The problem
Copy out the records precisely, omitting pictures.

============

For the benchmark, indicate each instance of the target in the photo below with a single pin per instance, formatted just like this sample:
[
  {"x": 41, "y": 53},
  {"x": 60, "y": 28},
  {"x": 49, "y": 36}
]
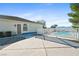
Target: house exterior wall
[{"x": 10, "y": 25}]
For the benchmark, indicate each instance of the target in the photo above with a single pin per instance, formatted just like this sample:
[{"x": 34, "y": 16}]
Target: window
[{"x": 25, "y": 27}]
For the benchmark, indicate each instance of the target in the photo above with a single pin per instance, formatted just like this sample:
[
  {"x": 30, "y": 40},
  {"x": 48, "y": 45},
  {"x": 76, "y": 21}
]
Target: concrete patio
[{"x": 38, "y": 47}]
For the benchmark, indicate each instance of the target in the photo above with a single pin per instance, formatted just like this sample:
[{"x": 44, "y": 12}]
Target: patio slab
[{"x": 38, "y": 47}]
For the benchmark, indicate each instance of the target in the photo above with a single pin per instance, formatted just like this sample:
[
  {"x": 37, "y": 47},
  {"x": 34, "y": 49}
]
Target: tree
[
  {"x": 43, "y": 22},
  {"x": 74, "y": 16},
  {"x": 54, "y": 26}
]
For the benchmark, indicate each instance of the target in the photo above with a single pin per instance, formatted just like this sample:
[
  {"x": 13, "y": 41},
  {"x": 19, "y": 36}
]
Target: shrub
[{"x": 1, "y": 34}]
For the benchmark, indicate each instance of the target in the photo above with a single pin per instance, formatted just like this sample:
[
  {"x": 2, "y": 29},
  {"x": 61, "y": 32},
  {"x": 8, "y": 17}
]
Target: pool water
[{"x": 62, "y": 33}]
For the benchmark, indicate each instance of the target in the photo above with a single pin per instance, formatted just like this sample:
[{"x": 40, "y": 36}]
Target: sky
[{"x": 52, "y": 13}]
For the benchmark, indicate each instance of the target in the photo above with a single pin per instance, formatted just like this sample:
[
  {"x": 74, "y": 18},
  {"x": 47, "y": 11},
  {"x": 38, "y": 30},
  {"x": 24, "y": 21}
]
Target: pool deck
[{"x": 38, "y": 47}]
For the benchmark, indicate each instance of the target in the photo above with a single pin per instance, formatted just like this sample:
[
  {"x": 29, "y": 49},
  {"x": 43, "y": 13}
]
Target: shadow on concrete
[{"x": 4, "y": 42}]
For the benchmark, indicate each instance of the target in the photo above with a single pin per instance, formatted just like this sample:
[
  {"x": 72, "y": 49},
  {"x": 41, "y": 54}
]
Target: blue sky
[{"x": 52, "y": 13}]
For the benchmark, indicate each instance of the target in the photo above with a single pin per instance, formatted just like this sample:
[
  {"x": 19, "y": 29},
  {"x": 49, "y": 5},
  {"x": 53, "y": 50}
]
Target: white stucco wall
[{"x": 9, "y": 25}]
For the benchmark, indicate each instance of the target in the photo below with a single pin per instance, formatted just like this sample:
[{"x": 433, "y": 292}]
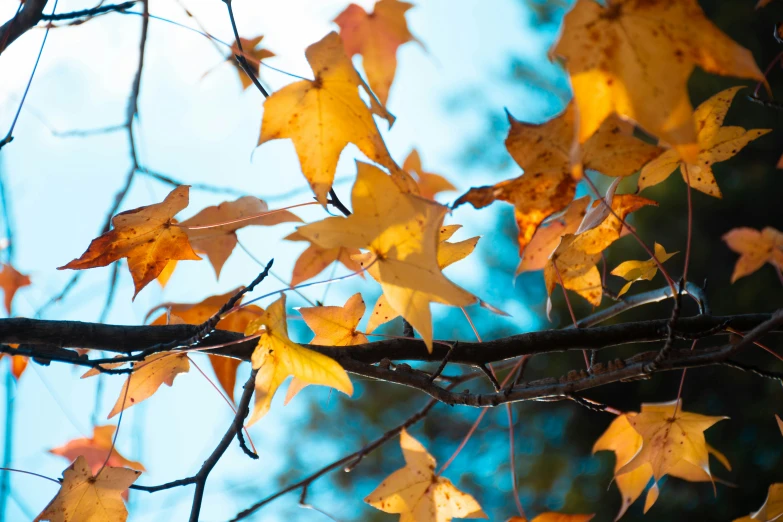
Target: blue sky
[{"x": 204, "y": 129}]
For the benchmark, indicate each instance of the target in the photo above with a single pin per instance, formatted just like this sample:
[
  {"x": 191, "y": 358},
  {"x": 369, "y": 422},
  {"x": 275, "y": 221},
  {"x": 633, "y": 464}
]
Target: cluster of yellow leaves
[
  {"x": 573, "y": 263},
  {"x": 416, "y": 493},
  {"x": 755, "y": 248},
  {"x": 153, "y": 241},
  {"x": 633, "y": 58},
  {"x": 276, "y": 357},
  {"x": 85, "y": 497},
  {"x": 661, "y": 440},
  {"x": 401, "y": 232},
  {"x": 716, "y": 143},
  {"x": 376, "y": 36}
]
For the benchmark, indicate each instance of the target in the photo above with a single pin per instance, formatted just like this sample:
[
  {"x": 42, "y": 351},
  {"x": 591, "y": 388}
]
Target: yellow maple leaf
[
  {"x": 554, "y": 517},
  {"x": 756, "y": 248},
  {"x": 87, "y": 498},
  {"x": 146, "y": 236},
  {"x": 218, "y": 242},
  {"x": 547, "y": 237},
  {"x": 147, "y": 376},
  {"x": 716, "y": 143},
  {"x": 771, "y": 510},
  {"x": 612, "y": 150},
  {"x": 322, "y": 116},
  {"x": 315, "y": 259},
  {"x": 634, "y": 58},
  {"x": 672, "y": 439},
  {"x": 429, "y": 184},
  {"x": 633, "y": 271},
  {"x": 417, "y": 494},
  {"x": 276, "y": 357},
  {"x": 576, "y": 256},
  {"x": 621, "y": 438},
  {"x": 448, "y": 254},
  {"x": 376, "y": 36},
  {"x": 401, "y": 232}
]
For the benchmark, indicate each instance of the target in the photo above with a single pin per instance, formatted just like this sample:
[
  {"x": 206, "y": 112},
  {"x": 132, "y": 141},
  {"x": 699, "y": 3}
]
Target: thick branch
[{"x": 127, "y": 339}]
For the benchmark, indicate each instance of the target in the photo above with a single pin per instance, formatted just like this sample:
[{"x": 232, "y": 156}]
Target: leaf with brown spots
[
  {"x": 315, "y": 259},
  {"x": 376, "y": 36},
  {"x": 416, "y": 493},
  {"x": 429, "y": 184},
  {"x": 756, "y": 248},
  {"x": 197, "y": 313},
  {"x": 218, "y": 242},
  {"x": 574, "y": 260},
  {"x": 448, "y": 254},
  {"x": 322, "y": 116},
  {"x": 612, "y": 150},
  {"x": 716, "y": 143},
  {"x": 400, "y": 231},
  {"x": 147, "y": 236},
  {"x": 87, "y": 498},
  {"x": 634, "y": 57},
  {"x": 11, "y": 281}
]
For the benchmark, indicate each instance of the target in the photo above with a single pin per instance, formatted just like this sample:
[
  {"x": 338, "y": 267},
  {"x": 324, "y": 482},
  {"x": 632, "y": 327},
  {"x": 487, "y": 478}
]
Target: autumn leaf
[
  {"x": 554, "y": 517},
  {"x": 535, "y": 196},
  {"x": 87, "y": 498},
  {"x": 146, "y": 236},
  {"x": 574, "y": 260},
  {"x": 322, "y": 116},
  {"x": 416, "y": 493},
  {"x": 671, "y": 439},
  {"x": 11, "y": 281},
  {"x": 276, "y": 357},
  {"x": 253, "y": 53},
  {"x": 197, "y": 313},
  {"x": 633, "y": 271},
  {"x": 716, "y": 143},
  {"x": 315, "y": 259},
  {"x": 755, "y": 248},
  {"x": 634, "y": 59},
  {"x": 448, "y": 254},
  {"x": 429, "y": 184},
  {"x": 376, "y": 36},
  {"x": 401, "y": 232},
  {"x": 147, "y": 376},
  {"x": 612, "y": 150},
  {"x": 547, "y": 237},
  {"x": 771, "y": 510},
  {"x": 621, "y": 438},
  {"x": 218, "y": 242}
]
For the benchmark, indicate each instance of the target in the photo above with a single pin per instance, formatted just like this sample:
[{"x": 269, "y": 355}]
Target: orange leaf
[
  {"x": 612, "y": 150},
  {"x": 301, "y": 111},
  {"x": 756, "y": 248},
  {"x": 401, "y": 233},
  {"x": 429, "y": 184},
  {"x": 634, "y": 59},
  {"x": 218, "y": 242},
  {"x": 87, "y": 498},
  {"x": 376, "y": 36},
  {"x": 225, "y": 367},
  {"x": 416, "y": 493},
  {"x": 146, "y": 236},
  {"x": 148, "y": 375},
  {"x": 10, "y": 282},
  {"x": 315, "y": 259}
]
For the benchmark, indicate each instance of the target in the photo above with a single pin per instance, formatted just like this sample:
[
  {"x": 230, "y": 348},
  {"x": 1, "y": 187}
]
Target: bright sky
[{"x": 201, "y": 128}]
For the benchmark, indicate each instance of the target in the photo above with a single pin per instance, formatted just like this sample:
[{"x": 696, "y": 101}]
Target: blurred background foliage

============

Reply to the exercise
For the benchmark, indicate each instance of the target in the photo below with a single pin per instance, formatted just like this sample:
[
  {"x": 41, "y": 53},
  {"x": 60, "y": 28},
  {"x": 49, "y": 36}
]
Target: house exterior wall
[{"x": 10, "y": 25}]
For the benchmark, indicate each instance of the target in the photo above with a single pin per instance, formatted just like this sample:
[{"x": 34, "y": 16}]
Target: window
[{"x": 25, "y": 27}]
For the benchmark, indicate each instance of the target in the photo above with a single pin per instance, formatted just like this sample:
[
  {"x": 30, "y": 40},
  {"x": 48, "y": 45},
  {"x": 76, "y": 21}
]
Target: concrete patio
[{"x": 38, "y": 47}]
For the benchmark, indicate each instance of the target in the photo above with a single pin per instance, formatted just like this sample:
[{"x": 44, "y": 12}]
Target: patio slab
[{"x": 38, "y": 47}]
For the benchmark, indicate each instance of the target in the photo above with a single pin per instance, formatted just like this sample:
[
  {"x": 37, "y": 47},
  {"x": 34, "y": 49}
]
Target: tree
[
  {"x": 43, "y": 22},
  {"x": 74, "y": 16},
  {"x": 54, "y": 26}
]
For the benchmark, indicate each instance of the target in the photo above with a single pin per instance, formatted just like this sample:
[
  {"x": 13, "y": 41},
  {"x": 19, "y": 36}
]
Target: shrub
[{"x": 1, "y": 34}]
For the benchmark, indicate each instance of the target in the photo above with a single pin per instance, formatted just like this sample:
[
  {"x": 2, "y": 29},
  {"x": 61, "y": 32},
  {"x": 8, "y": 17}
]
Target: pool water
[{"x": 62, "y": 33}]
For the benchmark, indicate each instance of the target in the photo above with a single pin per instance, formatted just like this sample:
[{"x": 40, "y": 36}]
Target: sky
[{"x": 52, "y": 13}]
For the benchmark, indicate each instance of the target in the photo above with a single pin per instance, formatted just like this sample:
[
  {"x": 74, "y": 18},
  {"x": 47, "y": 11},
  {"x": 38, "y": 30},
  {"x": 24, "y": 21}
]
Target: pool deck
[{"x": 38, "y": 47}]
For the benchmark, indicate each instance of the target in the photo above with a single pin per instance, formatted just like this sample:
[
  {"x": 29, "y": 49},
  {"x": 43, "y": 13}
]
Target: shadow on concrete
[{"x": 4, "y": 42}]
For the benchmark, indicate each instance of the target in the photo above with a single pin per instance, formatted just like this sample:
[
  {"x": 72, "y": 49},
  {"x": 41, "y": 54}
]
Target: blue sky
[{"x": 52, "y": 13}]
For the benchmark, indicate each instance of the target in the photo above with a single pin per instance, formatted just like this sample:
[
  {"x": 19, "y": 29},
  {"x": 49, "y": 5},
  {"x": 53, "y": 50}
]
Target: white stucco wall
[{"x": 9, "y": 25}]
For the benchmark, indicate each instance of the target in the photo below with a single pin per instance, formatted just like this sample:
[{"x": 433, "y": 292}]
Target: blue sky
[{"x": 204, "y": 129}]
For the benchmark, indicate each instance of the target in the photo above with a single pin per instance, formatted just like this sample:
[
  {"x": 191, "y": 358},
  {"x": 369, "y": 422},
  {"x": 275, "y": 221},
  {"x": 633, "y": 464}
]
Target: cluster of yellow leaves
[
  {"x": 573, "y": 263},
  {"x": 416, "y": 493},
  {"x": 755, "y": 248},
  {"x": 153, "y": 241},
  {"x": 633, "y": 58},
  {"x": 276, "y": 357},
  {"x": 85, "y": 497},
  {"x": 661, "y": 440},
  {"x": 401, "y": 232},
  {"x": 716, "y": 143},
  {"x": 376, "y": 36}
]
For the benchmark, indicate each instance of the target in the photo above with a single pin per instance, formatted just like this sample:
[
  {"x": 42, "y": 351},
  {"x": 591, "y": 388}
]
Target: yellow maple leaf
[
  {"x": 554, "y": 517},
  {"x": 756, "y": 248},
  {"x": 87, "y": 498},
  {"x": 146, "y": 236},
  {"x": 218, "y": 242},
  {"x": 547, "y": 237},
  {"x": 147, "y": 376},
  {"x": 716, "y": 143},
  {"x": 771, "y": 510},
  {"x": 612, "y": 150},
  {"x": 322, "y": 116},
  {"x": 315, "y": 259},
  {"x": 634, "y": 58},
  {"x": 672, "y": 439},
  {"x": 429, "y": 184},
  {"x": 633, "y": 271},
  {"x": 417, "y": 494},
  {"x": 276, "y": 357},
  {"x": 576, "y": 256},
  {"x": 621, "y": 438},
  {"x": 448, "y": 254},
  {"x": 376, "y": 36},
  {"x": 401, "y": 232}
]
For the benchmark, indicate each instance of the target in the photo above with a single pin per instance, formatted just like this sample:
[
  {"x": 206, "y": 112},
  {"x": 132, "y": 141},
  {"x": 699, "y": 3}
]
Target: thick branch
[{"x": 127, "y": 339}]
For the benchmark, indicate each instance of the target in the photo above with a single pin per instance, formatted just like this sample:
[{"x": 232, "y": 156}]
Target: leaf with brown spots
[
  {"x": 315, "y": 259},
  {"x": 376, "y": 36},
  {"x": 416, "y": 493},
  {"x": 429, "y": 184},
  {"x": 756, "y": 248},
  {"x": 197, "y": 313},
  {"x": 218, "y": 242},
  {"x": 574, "y": 260},
  {"x": 448, "y": 254},
  {"x": 322, "y": 116},
  {"x": 612, "y": 150},
  {"x": 716, "y": 143},
  {"x": 400, "y": 231},
  {"x": 147, "y": 236},
  {"x": 87, "y": 498},
  {"x": 634, "y": 57},
  {"x": 11, "y": 281}
]
For the benchmark, indicate each instance of the target in the photo above with a single pin per instance, formatted just like this sample:
[
  {"x": 338, "y": 267},
  {"x": 324, "y": 482},
  {"x": 632, "y": 327},
  {"x": 487, "y": 478}
]
Target: autumn leaf
[
  {"x": 554, "y": 517},
  {"x": 535, "y": 196},
  {"x": 87, "y": 498},
  {"x": 146, "y": 236},
  {"x": 574, "y": 260},
  {"x": 322, "y": 116},
  {"x": 416, "y": 493},
  {"x": 671, "y": 439},
  {"x": 11, "y": 281},
  {"x": 276, "y": 357},
  {"x": 253, "y": 53},
  {"x": 197, "y": 313},
  {"x": 633, "y": 271},
  {"x": 716, "y": 143},
  {"x": 315, "y": 259},
  {"x": 755, "y": 248},
  {"x": 634, "y": 59},
  {"x": 448, "y": 254},
  {"x": 429, "y": 184},
  {"x": 376, "y": 36},
  {"x": 401, "y": 232},
  {"x": 147, "y": 376},
  {"x": 612, "y": 150},
  {"x": 547, "y": 237},
  {"x": 771, "y": 510},
  {"x": 621, "y": 438},
  {"x": 218, "y": 242}
]
For the benchmark, indicate each instance of the target in the photo above with a single pin per instance, formatted just like this sample:
[{"x": 269, "y": 355}]
Target: orange leaf
[
  {"x": 612, "y": 150},
  {"x": 301, "y": 111},
  {"x": 756, "y": 248},
  {"x": 401, "y": 233},
  {"x": 429, "y": 184},
  {"x": 634, "y": 59},
  {"x": 218, "y": 242},
  {"x": 87, "y": 498},
  {"x": 376, "y": 36},
  {"x": 225, "y": 367},
  {"x": 416, "y": 493},
  {"x": 146, "y": 236},
  {"x": 148, "y": 375},
  {"x": 10, "y": 282},
  {"x": 315, "y": 259}
]
For the benchmark, indicate each instance of the target in the photo above with a single pin per instance, formatted just like this sample:
[
  {"x": 230, "y": 348},
  {"x": 1, "y": 187}
]
Target: bright sky
[{"x": 201, "y": 128}]
For the benchmark, indicate each instance of the target in the photo above with a single pin per instance, formatted just like this sample:
[{"x": 696, "y": 101}]
Target: blurred background foliage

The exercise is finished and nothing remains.